SOURCE DOCUMENT Start Marker

Human Immunome Project unveils plan to map the human immune system

Global research initiative aims to leverage immune monitoring technology and AI to decode the intricacy of the immune system.

In 2003, after 15 years of concerted global research efforts and a cost of around $3 billion, the Human Genome Project produced the first sequence of the human genome. Since then, the field of genomics has been making it possible to predict, diagnose and treat diseases more effectively than ever before.

Today, on World Immunology Day, the global nonprofit scientific initiative Human Immunome Project (HIP) unveiled its scientific plan to map and model the human immune system. The immune system plays a pivotal role in human health, and the decline in its functionality as we age is linked to many age-related and chronic diseases. But, with less than 0.01% of the necessary data available to understand immune function and diversity globally, the complexity of the immune system has posed significant challenges to those seeking to understand it.

The HIP is on a mission to decode the immune system, and claims that recent advancements in immune monitoring and artificial intelligence offer unprecedented opportunities to unravel its intricacies.

“The immune system is the epicenter of human health, and our newly released scientific plan outlines an actionable, global strategy for how we can unlock the secrets of the immune system and harness its power to improve health for all,” said Dr Hans Keirstead, CEO of the Human Immunome Project. 

HIP CEO Hans Keirstead with Board Members Linda Avey, Jane Metcalfe, and Jose-Maria Fernandez.

The HIP’s scientific plan delineates a multifaceted approach, starting with the establishment of a network of global study sites. The sites will capture the diversity of human populations, spanning age, ethnicity, geography, sex and socioeconomic status, to generate comprehensive immunological datasets.

Deploying immune monitoring kits designed to facilitate standardized data collection worldwide, the collaborative effort aims to produce longitudinal datasets, enabling scientists to track developmental and age-dependent changes across diverse populations. The initiative’s initial focus will be on establishing up to 10 pilot sites, strategically located globally, with an emphasis on regions such as the Global South and sub-Saharan Africa. The plan is to expand to more than 100 locations worldwide as the initiative progresses.

As data collection progresses, the HIP will embark on developing AI models, initially predictive and later mechanistic, to deepen understanding of immune responses and health trajectories. It is hoped these models will catalyze advancements in drug development, personalized medicine and global health challenges, including maternal health, aging, cognitive decline and disease evolution.

“The Human Immunome Project is at the cutting-edge of scientific discovery and is uniquely positioned to provide the scientific and medical communities with the knowledge and tools to innovate new diagnostics, drugs, vaccines and immunotherapies that can address disease, elongate healthspans, and enable more personalized and more effective healthcare for all,” added Keirstead, who is also Chairman of Immunis, a US biotech targeting age-related immune decline.

SOURCE DOCUMENT End Marker
RECORD EXCERPTS Start Marker

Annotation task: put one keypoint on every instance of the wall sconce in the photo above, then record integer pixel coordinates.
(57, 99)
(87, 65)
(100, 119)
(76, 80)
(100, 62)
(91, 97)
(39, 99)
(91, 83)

RECORD EXCERPTS End Marker

_TASKS TO PERFORM_:
[1] Reproduce the article on the Human Immunome Project word for word, starting at "The HIP is on" and ending at "and Jose-Maria Fernandez.".
[2] According to the article on the Human Immunome Project, how many pilot sites will the initiative first establish?
[3] Based on the article on the Human Immunome Project, say whether each statement agrees with it, answering yes or no and quoting the deciding words: (a) The Human Genome Project produced the first sequence of the human genome in 2003. (b) The HIP will develop mechanistic AI models first and predictive ones later. (c) Hans Keirstead is also Chairman of Immunis.
The items have no connection to the article on the Human Immunome Project.

_SOLUTIONS BELOW_:
[1]
The HIP is on a mission to decode the immune system, and claims that recent advancements in immune monitoring and artificial intelligence offer unprecedented opportunities to unravel its intricacies.

“The immune system is the epicenter of human health, and our newly released scientific plan outlines an actionable, global strategy for how we can unlock the secrets of the immune system and harness its power to improve health for all,” said Dr Hans Keirstead, CEO of the Human Immunome Project. 

HIP CEO Hans Keirstead with Board Members Linda Avey, Jane Metcalfe, and Jose-Maria Fernandez.

[2] Up to 10 pilot sites.

[3]
(a) Yes: "In 2003, after 15 years of concerted global research efforts and a cost of around $3 billion, the Human Genome Project produced the first sequence of the human genome."
(b) No: "initially predictive and later mechanistic"
(c) Yes: "Keirstead, who is also Chairman of Immunis, a US biotech targeting age-related immune decline."